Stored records

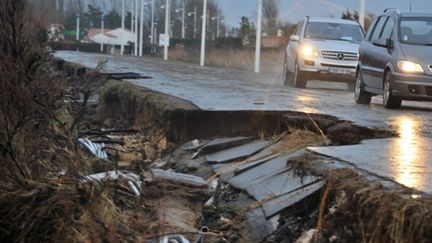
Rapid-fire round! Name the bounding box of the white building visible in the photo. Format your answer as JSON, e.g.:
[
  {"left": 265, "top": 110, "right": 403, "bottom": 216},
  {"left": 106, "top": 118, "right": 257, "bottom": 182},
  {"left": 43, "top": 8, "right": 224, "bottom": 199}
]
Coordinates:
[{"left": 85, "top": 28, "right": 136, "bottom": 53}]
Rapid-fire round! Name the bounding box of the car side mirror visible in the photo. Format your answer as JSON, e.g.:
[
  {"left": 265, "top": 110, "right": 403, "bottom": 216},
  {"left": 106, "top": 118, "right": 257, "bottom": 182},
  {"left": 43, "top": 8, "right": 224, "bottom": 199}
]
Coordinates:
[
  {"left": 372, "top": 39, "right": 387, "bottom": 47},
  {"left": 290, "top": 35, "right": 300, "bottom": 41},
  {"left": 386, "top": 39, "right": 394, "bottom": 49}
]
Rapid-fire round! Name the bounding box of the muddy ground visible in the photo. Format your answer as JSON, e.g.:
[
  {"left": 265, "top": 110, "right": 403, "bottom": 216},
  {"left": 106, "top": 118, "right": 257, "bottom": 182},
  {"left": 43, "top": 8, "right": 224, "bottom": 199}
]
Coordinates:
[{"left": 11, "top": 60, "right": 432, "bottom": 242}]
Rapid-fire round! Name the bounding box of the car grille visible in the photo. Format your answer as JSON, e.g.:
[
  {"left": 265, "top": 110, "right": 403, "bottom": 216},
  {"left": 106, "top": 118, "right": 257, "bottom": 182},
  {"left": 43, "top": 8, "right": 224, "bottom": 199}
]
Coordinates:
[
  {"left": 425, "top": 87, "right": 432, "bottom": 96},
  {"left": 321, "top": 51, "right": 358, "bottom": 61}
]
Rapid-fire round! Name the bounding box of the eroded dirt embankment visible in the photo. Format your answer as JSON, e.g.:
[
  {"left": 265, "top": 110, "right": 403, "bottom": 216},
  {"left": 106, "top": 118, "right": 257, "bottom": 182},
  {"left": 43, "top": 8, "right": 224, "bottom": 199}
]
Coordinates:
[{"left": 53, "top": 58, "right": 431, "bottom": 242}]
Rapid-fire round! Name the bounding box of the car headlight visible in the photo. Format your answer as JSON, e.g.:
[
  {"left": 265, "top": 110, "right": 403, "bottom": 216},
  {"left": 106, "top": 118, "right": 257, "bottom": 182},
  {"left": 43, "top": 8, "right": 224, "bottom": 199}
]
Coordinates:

Problem details: Return the items above line for line, leaving out the pictures.

Result:
Rapid-fire round! Name the bounding box of the white building visible in the photo. Format your answer as JSON, e.g.:
[
  {"left": 265, "top": 110, "right": 403, "bottom": 216},
  {"left": 106, "top": 118, "right": 257, "bottom": 182},
  {"left": 43, "top": 8, "right": 224, "bottom": 199}
]
Coordinates:
[{"left": 85, "top": 28, "right": 136, "bottom": 53}]
Rapid-fire round! Name the bounding box of the car side mirror visible in the photo. Format your answer as JSON, e.g.:
[
  {"left": 265, "top": 110, "right": 403, "bottom": 216},
  {"left": 106, "top": 118, "right": 257, "bottom": 182},
  {"left": 43, "top": 8, "right": 224, "bottom": 199}
]
Coordinates:
[
  {"left": 372, "top": 39, "right": 387, "bottom": 47},
  {"left": 290, "top": 35, "right": 300, "bottom": 41},
  {"left": 386, "top": 39, "right": 394, "bottom": 49}
]
Rapid-fire round! Name the bounding box of the muddy ground visible in the photo. Format your answer as JSON, e.g.:
[
  {"left": 265, "top": 110, "right": 403, "bottom": 216},
  {"left": 106, "top": 118, "right": 257, "bottom": 182},
  {"left": 43, "top": 8, "right": 224, "bottom": 199}
]
Coordinates:
[{"left": 11, "top": 60, "right": 432, "bottom": 242}]
Rapid-fire round! Name the bounding box of the car grille visible in the photo. Format your answer as JSON, e.g.:
[
  {"left": 265, "top": 110, "right": 403, "bottom": 216},
  {"left": 106, "top": 118, "right": 257, "bottom": 182},
  {"left": 43, "top": 8, "right": 224, "bottom": 199}
]
Coordinates:
[
  {"left": 425, "top": 87, "right": 432, "bottom": 96},
  {"left": 321, "top": 51, "right": 358, "bottom": 61}
]
Rapid-fire round! Name the bounding box of the eroded dirt embankment visible in the photo. Format your answer as JSON, e.g.:
[
  {"left": 265, "top": 110, "right": 403, "bottom": 216},
  {"left": 106, "top": 118, "right": 257, "bottom": 182},
  {"left": 43, "top": 8, "right": 224, "bottom": 199}
]
Coordinates:
[{"left": 53, "top": 58, "right": 431, "bottom": 242}]
Rapid-fire round! Name the bounding box of the car headlight visible in the photo. Format your answer as JSON, e.g.:
[
  {"left": 265, "top": 110, "right": 403, "bottom": 216},
  {"left": 106, "top": 118, "right": 257, "bottom": 182},
  {"left": 43, "top": 8, "right": 224, "bottom": 199}
]
Coordinates:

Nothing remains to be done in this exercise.